→ Задание 1
Сдвиньте рамки в записях ниже: перепишите все строки от строки с «- **Target object**: grey sweater» до конца записей включительно, вместе с названиями объектов, и прибавьте 100 к каждому числу в координатах рамок. Изображения в ответ не включайте.

Итак, сердце — господин пяти внутренних органов. Оно управляет четырьмя конечностями, разгоняет кровь и эфир, спешит определить границы истины и лжи, снует в воротах сотен дел. Потому если не дошло до сердца, а хочешь распоряжаться эфиром Поднебесной, то это все равно что, не имея ушей, браться за настройку барабанов и гонгов, не имея глаз, хотеть любоваться расписным узором — никогда не справишься с этой задачей. «Душа[126] из Поднебесной не подвластна деяниям. Воздействующий на нее разрушает ее, завладевающий ею теряет ее»[127]. Сюй Ю, презирая Поднебесную, не пожелал сменить Яо[128] на престоле, а оказал влияние на Поднебесную. В чем причина этого? Следование Поднебесной и есть воздействие на Поднебесную. Все, что необходимо Поднебесной, заложено не в ком-то другом, а во мне, не в других людях, а в моем теле. Овладей собственным телом — и тьма вещей обретет порядок. Откажись внутренне от искусственных рассуждений — и страсти и вожделения, любовь и ненависть останутся вовне. Когда ничто не радует, не гневит, не несет ни наслаждения, ни горестей, то тьма вещей приходит к сокровенному единству. Тогда нет ни истинного, ни ложного, изменения происходят подобно сокровенным вспышкам[129]. Живой, я подобен мертвому. Я владею Поднебесной, а Поднебесная владеет мною. Разве есть что-нибудь, разделяющее меня и Поднебесную? Неужели те, кто владеет Поднебесной, непременно должны держать в руках власть, опираться на могущество, сжимать смертоносный скипетр и так проводить свои указы и повеления? То, что я называю владением Поднебесной, совсем не то. Обрести себя и все. Обретаю себя, и тогда Поднебесная обретает меня. Мы с Поднебесной обретаем друг друга и навсегда завладеваем друг другом. Откуда же возьмется что-то между нами? То, что называется «обрести себя», — это сохранение целостности своего тела. Тот, чье тело целостно, с дао образует одно.

→ Данные для задания
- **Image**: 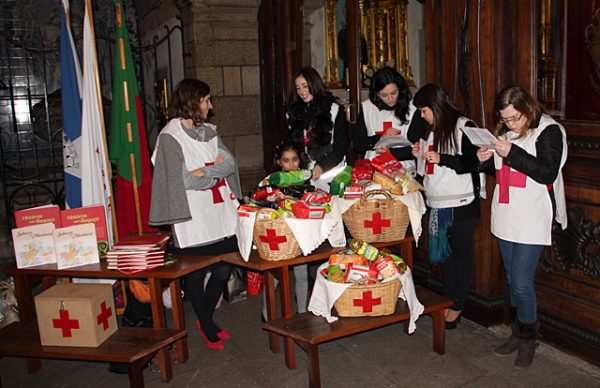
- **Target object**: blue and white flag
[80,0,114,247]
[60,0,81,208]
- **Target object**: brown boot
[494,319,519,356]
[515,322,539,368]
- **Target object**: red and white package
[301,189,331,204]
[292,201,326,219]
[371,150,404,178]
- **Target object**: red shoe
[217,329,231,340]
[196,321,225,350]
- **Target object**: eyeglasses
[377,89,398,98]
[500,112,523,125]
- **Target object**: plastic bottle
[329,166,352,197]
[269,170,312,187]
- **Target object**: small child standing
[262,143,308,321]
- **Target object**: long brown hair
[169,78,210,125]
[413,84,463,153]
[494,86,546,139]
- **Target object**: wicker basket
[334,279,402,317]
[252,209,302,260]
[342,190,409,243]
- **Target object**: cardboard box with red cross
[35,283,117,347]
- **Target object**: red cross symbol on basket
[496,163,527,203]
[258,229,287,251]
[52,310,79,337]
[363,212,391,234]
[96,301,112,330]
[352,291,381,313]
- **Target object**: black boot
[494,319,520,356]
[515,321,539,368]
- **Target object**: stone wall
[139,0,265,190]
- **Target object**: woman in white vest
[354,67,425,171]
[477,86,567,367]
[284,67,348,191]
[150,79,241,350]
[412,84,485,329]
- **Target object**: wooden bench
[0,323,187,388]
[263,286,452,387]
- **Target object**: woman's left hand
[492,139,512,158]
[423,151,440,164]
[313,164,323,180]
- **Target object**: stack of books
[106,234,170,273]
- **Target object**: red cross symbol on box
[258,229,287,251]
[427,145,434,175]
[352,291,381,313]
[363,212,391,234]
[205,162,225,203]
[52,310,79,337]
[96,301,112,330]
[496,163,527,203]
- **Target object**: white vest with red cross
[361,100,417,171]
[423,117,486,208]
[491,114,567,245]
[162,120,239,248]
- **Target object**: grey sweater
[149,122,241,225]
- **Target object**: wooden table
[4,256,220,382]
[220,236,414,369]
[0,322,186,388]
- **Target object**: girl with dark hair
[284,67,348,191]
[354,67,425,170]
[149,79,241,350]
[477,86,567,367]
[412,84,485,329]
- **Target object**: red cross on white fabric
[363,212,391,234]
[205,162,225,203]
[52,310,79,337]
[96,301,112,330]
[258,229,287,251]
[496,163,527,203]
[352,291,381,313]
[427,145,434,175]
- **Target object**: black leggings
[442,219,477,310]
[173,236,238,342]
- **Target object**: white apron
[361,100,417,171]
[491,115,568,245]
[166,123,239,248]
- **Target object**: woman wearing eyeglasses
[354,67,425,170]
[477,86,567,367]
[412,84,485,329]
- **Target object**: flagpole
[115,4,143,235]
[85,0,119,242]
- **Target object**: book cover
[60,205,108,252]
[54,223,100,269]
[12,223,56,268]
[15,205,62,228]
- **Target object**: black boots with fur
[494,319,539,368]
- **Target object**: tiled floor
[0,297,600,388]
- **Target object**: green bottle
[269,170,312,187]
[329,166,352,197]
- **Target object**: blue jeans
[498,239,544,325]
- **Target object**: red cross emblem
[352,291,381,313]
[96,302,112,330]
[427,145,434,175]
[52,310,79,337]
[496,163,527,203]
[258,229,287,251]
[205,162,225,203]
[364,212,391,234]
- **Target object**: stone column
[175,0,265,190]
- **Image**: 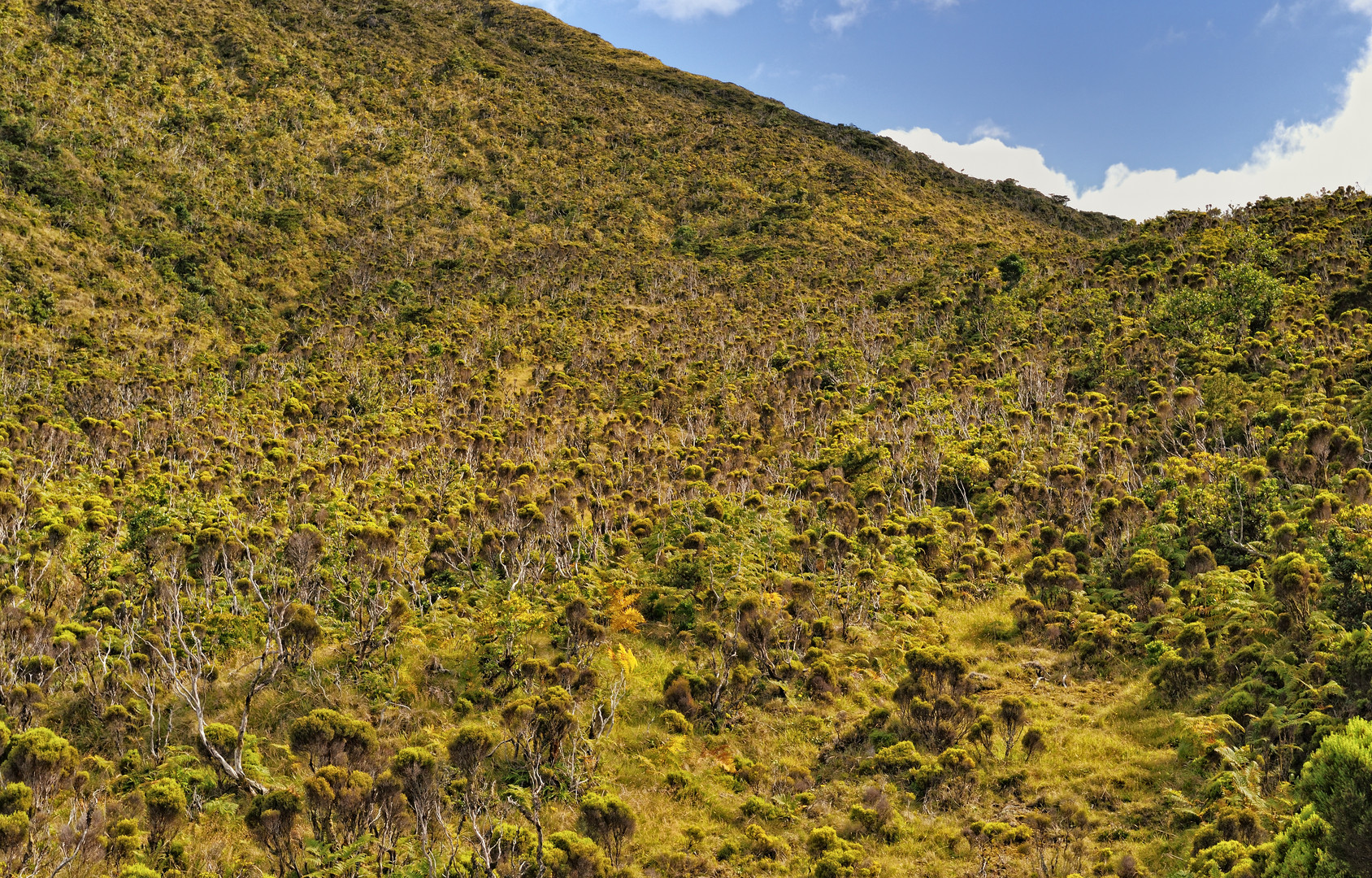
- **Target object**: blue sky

→ Задание 2
Перечислите действия сердца, названные во втором предложении текста о Поднебесной.

→ Итоговый ответ 1
- **Target object**: grey sweater
[249,222,341,325]
- **Target object**: wooden table
[104,356,320,482]
[320,336,514,469]
[100,422,286,488]
- **Target object**: girl with dark hair
[384,167,448,291]
[454,167,525,270]
[249,179,341,450]
[577,186,667,467]
[512,184,585,429]
- **Target object**: red cross on white fabric
[463,312,491,334]
[305,262,325,303]
[152,410,179,437]
[196,401,212,430]
[358,329,387,351]
[596,263,627,303]
[452,391,481,413]
[527,245,534,275]
- **Target object**: black leggings
[542,319,577,410]
[273,336,338,442]
- **Target object**: white apron
[461,200,517,271]
[591,215,668,345]
[266,223,339,348]
- **Target object**: woman wearing eyeglasses
[454,167,525,270]
[577,186,667,467]
[512,184,585,429]
- **Target object**: flagpole
[215,104,243,335]
[185,100,219,342]
- **Target object**: book cover
[160,305,208,352]
[154,323,200,369]
[112,323,156,368]
[115,305,162,328]
- **Target object**: black boots with fur
[594,419,639,468]
- **Target object**: tiled floor
[100,397,700,488]
- **Target object**: green bottle
[369,270,412,287]
[429,266,452,297]
- **Target object**: blue jeans
[598,339,644,425]
- **Target object**: red cross emblem
[452,391,481,413]
[196,402,212,430]
[527,245,534,275]
[152,410,179,437]
[596,263,627,303]
[358,329,387,351]
[305,262,325,303]
[464,312,491,334]
- **Target object**: stone column
[275,100,365,290]
- **Image**: 
- **Target object**: blue sky

→ Итоговый ответ 2
- управляет четырьмя конечностями
- разгоняет кровь и эфир
- спешит определить границы истины и лжи
- снует в воротах сотен дел